- [TASK BRIEF]: In the conversation excerpt, where did Anu Ramdas work during the first decade in the USA?

This is a part of an online conversation between Kuffir and Anu Ramdas (Editors of Round Table India – who have worked for over a decade and half creating digital platforms for Bahujan writings, discussions and conversations). Kuffir is based in India, Anu Ramdas is based in the USA.

Kuffir: What divides American society?

Anu Ramdas: In the past, my prompt answer would have been race. But that is a rather hasty view of a foreign society that has an influx of peoples from all over the world. In the first decade of my stay in the USA, I was working at Cornell University in Upstate New York. The university, the college town and surrounding areas were majority white. The absence of African American colleagues and neighbors was stark, it was unmistakably a racially divided society. I was also looking at American society largely through the writings of Black authors that I was reading voraciously during that time.

Since my perception about American society was partly informed by my workspace, I would like to note that scientific institutions per se can offer unique insights into a society’s social structure and its divides.[1]

As I moved on to work in other cities, in different scientific organizations, the composition of my co-workers’ race stayed the same. Whether it was the majority white city of Ithaca or majority black city of Baltimore, the whiteness of the scientist community prevailed.

The absence of Black fellow scientists communicates an immediate idea that the societal divide is racial. Other Americans’ and colored immigrants’ absence in these institutions is also a stark reality but it was not a thematic in the books that I was reading or in the mainstream narratives.

Who else other than Black people are excluded? Are they all racially distinct from White people? Why are they excluded if they are not racially distinct? These are questions that led me to look for explanations.

- [GIVEN ENTRIES]:
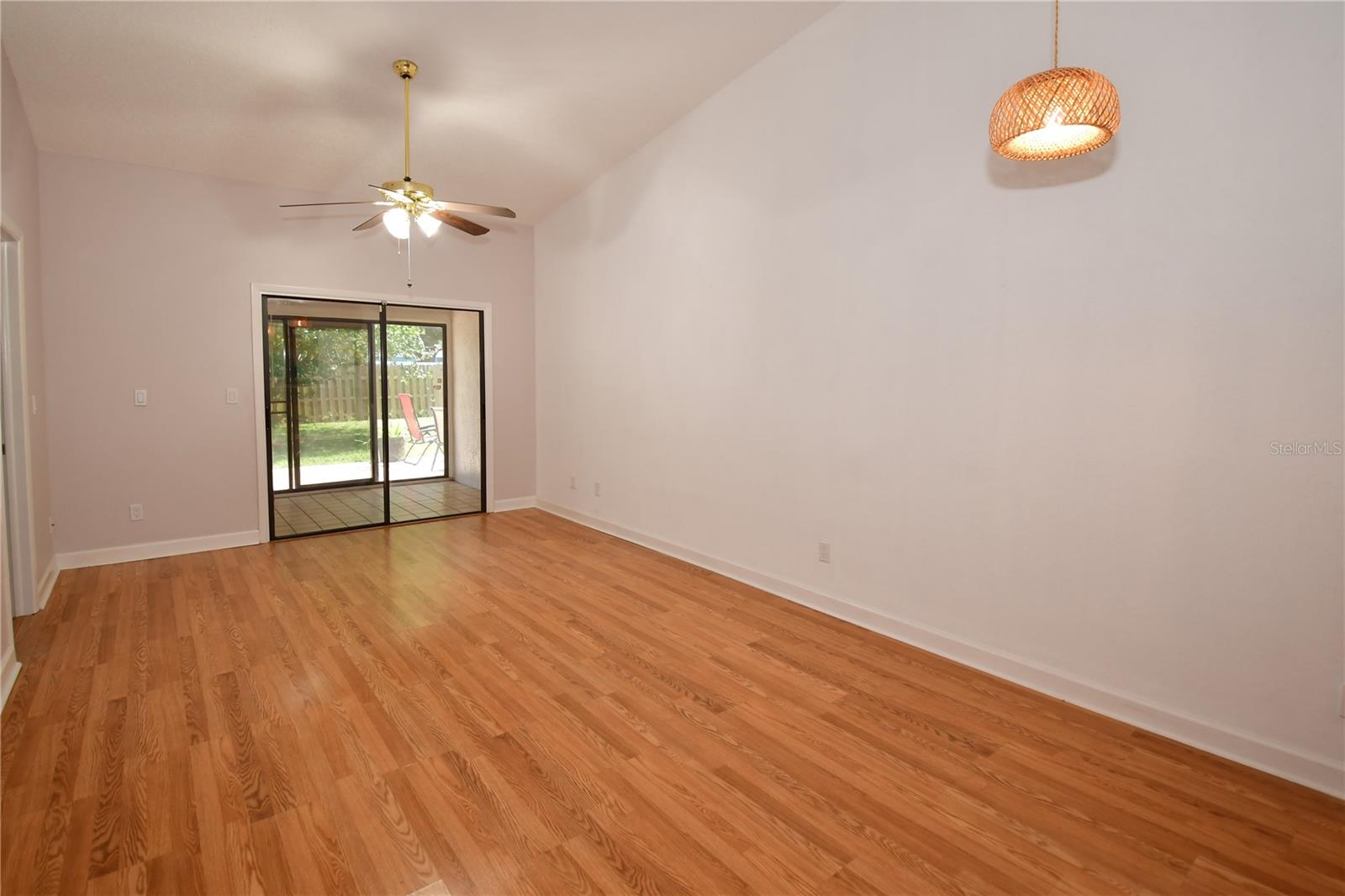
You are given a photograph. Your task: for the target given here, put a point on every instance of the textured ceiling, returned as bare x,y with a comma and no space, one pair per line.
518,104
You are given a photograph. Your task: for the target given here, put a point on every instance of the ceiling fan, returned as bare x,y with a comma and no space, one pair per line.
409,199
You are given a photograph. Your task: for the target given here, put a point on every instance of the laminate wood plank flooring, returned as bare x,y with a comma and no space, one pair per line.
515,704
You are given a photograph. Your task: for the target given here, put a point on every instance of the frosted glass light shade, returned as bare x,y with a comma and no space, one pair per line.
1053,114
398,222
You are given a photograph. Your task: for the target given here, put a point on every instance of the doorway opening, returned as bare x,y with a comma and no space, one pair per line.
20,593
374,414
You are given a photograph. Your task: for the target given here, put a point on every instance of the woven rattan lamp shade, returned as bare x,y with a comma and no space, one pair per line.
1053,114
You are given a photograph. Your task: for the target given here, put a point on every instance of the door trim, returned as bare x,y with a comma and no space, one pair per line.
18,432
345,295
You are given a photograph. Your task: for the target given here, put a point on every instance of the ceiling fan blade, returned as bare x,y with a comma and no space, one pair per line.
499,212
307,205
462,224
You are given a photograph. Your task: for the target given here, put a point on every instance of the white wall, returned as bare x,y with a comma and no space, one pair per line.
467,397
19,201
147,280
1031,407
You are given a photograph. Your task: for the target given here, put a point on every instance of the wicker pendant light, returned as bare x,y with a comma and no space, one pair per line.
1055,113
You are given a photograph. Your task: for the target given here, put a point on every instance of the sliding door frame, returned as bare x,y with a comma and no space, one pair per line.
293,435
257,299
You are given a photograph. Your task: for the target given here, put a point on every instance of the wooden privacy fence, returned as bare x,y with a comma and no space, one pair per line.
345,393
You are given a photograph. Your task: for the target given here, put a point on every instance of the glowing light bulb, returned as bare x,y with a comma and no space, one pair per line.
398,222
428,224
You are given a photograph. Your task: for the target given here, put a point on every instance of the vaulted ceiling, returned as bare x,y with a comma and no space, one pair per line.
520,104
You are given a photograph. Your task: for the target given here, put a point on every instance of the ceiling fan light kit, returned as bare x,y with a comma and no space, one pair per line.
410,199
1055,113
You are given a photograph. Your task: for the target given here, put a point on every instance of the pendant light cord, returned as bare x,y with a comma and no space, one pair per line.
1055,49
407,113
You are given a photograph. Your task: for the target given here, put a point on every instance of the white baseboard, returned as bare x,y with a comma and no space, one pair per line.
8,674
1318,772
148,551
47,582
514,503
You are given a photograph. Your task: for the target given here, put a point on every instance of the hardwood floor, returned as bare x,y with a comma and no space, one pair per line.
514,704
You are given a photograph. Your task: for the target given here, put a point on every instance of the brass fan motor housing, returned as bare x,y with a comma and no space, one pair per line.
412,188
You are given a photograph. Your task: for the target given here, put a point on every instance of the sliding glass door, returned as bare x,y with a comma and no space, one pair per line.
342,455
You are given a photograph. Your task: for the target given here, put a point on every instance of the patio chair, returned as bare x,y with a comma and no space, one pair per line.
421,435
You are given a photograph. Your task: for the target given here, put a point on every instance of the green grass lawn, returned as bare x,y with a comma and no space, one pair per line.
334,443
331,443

- [FULL OUTPUT]: At Cornell University in Upstate New York.